*** Opening READING TEXT ***
Aided by sweeping, panoramic waves of keyboard melody, the song has an air of bleak grandeur and wrenching drama. The vocalist splits his throat in explosions of intense pain (or intense fury), and the riffing is just as intense. And when the band shift into a rocking cadence, heads will move even more vigorously. It’s the kind of emotionally powerful, pulse-pounding song that has the capacity to pick you up and hurl you across the skies.
Although I’ve only heard this one track from the album, I’ve included the full stream below, which I do intend to explore further.
Scythes Towards Psyche is the debut EP and third release overall by the Lithuanian band Living Altar. It will be released on February 12 by Inferna Profundus Records (jewel-case CD), with a tape edition coming soon after via Rat King Records.
The EP includes six tracks, and “Altered States” is the one that has been revealed so far. On the one hand, the song levels a ferocious black/death attack, heartless and cruel and near-chaotic in the fury of its onslaught, a maelstrom of whipping riffs, plundering drum frenzies, and bloody-minded vocal barbarism. There’s a point as the song nears the end when the band turn the power dial even further into the red zone, and it has an equally explosive effect on the listener’s pulse rate.
*** Closing READING TEXT ***
Copy the passage of the music review between "Scythes Towards Psyche" and "Rat King Records.", inclusive, putting "Estonian" in place of "Lithuanian".
*** Opening DATA ***
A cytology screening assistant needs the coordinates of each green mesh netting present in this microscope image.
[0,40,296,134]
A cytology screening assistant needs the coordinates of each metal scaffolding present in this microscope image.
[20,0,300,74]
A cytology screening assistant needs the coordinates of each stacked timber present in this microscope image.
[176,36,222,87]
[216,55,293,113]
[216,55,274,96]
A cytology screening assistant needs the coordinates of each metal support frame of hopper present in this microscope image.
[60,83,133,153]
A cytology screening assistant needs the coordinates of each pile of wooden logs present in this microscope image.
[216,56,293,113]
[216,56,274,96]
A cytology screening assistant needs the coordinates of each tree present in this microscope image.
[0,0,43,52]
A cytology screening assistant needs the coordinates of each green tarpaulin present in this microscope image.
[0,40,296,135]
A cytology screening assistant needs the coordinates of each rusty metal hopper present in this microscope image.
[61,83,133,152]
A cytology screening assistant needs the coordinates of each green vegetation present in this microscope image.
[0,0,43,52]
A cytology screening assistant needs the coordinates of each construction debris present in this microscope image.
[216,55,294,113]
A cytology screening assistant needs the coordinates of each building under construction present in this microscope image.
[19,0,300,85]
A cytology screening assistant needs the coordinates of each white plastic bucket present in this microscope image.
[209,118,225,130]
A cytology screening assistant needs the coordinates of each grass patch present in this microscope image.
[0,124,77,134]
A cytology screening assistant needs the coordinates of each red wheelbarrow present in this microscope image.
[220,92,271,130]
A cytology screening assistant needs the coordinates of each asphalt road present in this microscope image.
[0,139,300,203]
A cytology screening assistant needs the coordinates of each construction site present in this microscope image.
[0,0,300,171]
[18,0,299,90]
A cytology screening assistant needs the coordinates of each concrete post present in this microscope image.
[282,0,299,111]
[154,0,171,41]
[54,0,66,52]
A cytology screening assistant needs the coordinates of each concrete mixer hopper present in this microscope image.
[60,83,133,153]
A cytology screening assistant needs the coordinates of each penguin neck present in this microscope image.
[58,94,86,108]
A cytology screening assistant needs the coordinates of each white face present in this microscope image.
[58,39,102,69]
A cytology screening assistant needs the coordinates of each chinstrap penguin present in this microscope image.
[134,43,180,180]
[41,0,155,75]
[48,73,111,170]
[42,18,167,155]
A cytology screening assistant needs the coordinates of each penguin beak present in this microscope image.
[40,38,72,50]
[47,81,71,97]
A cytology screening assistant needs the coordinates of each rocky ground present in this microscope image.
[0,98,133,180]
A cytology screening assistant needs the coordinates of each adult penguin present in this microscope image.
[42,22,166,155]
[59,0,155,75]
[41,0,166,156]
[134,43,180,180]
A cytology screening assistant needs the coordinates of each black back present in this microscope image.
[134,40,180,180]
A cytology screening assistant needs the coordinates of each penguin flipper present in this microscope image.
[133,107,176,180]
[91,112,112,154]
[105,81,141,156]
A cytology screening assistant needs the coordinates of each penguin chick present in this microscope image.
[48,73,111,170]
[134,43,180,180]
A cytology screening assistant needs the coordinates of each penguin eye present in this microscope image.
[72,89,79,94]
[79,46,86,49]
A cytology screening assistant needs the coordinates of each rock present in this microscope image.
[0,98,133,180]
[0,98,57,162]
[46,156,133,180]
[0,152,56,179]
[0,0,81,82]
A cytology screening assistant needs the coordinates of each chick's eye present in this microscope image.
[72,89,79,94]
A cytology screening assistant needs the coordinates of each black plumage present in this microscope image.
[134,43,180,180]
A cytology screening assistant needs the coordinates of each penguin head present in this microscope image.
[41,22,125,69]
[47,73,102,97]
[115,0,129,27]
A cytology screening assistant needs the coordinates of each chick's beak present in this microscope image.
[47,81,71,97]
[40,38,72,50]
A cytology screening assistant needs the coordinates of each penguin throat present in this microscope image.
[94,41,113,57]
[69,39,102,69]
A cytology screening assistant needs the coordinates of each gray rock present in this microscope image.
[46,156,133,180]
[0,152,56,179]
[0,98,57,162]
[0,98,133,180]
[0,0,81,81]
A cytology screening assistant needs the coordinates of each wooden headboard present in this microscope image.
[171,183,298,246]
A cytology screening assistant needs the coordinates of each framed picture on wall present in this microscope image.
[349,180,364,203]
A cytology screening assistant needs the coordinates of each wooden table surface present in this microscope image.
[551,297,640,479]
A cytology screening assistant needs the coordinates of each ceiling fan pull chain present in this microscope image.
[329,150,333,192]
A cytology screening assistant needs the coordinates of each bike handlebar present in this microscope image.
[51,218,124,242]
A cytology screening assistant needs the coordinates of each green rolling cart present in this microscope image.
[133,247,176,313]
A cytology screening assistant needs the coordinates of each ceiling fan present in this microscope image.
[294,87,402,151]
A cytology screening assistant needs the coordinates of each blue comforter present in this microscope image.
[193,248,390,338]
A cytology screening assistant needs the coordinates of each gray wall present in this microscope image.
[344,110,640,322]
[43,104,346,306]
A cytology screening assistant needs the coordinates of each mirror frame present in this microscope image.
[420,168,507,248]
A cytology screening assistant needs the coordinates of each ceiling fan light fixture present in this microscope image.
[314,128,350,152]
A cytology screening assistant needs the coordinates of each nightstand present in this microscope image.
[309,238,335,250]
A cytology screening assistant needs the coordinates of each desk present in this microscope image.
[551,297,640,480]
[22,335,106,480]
*** Closing DATA ***
*RESPONSE AREA:*
Scythes Towards Psyche is the debut EP and third release overall by the Estonian band Living Altar. It will be released on February 12 by Inferna Profundus Records (jewel-case CD), with a tape edition coming soon after via Rat King Records.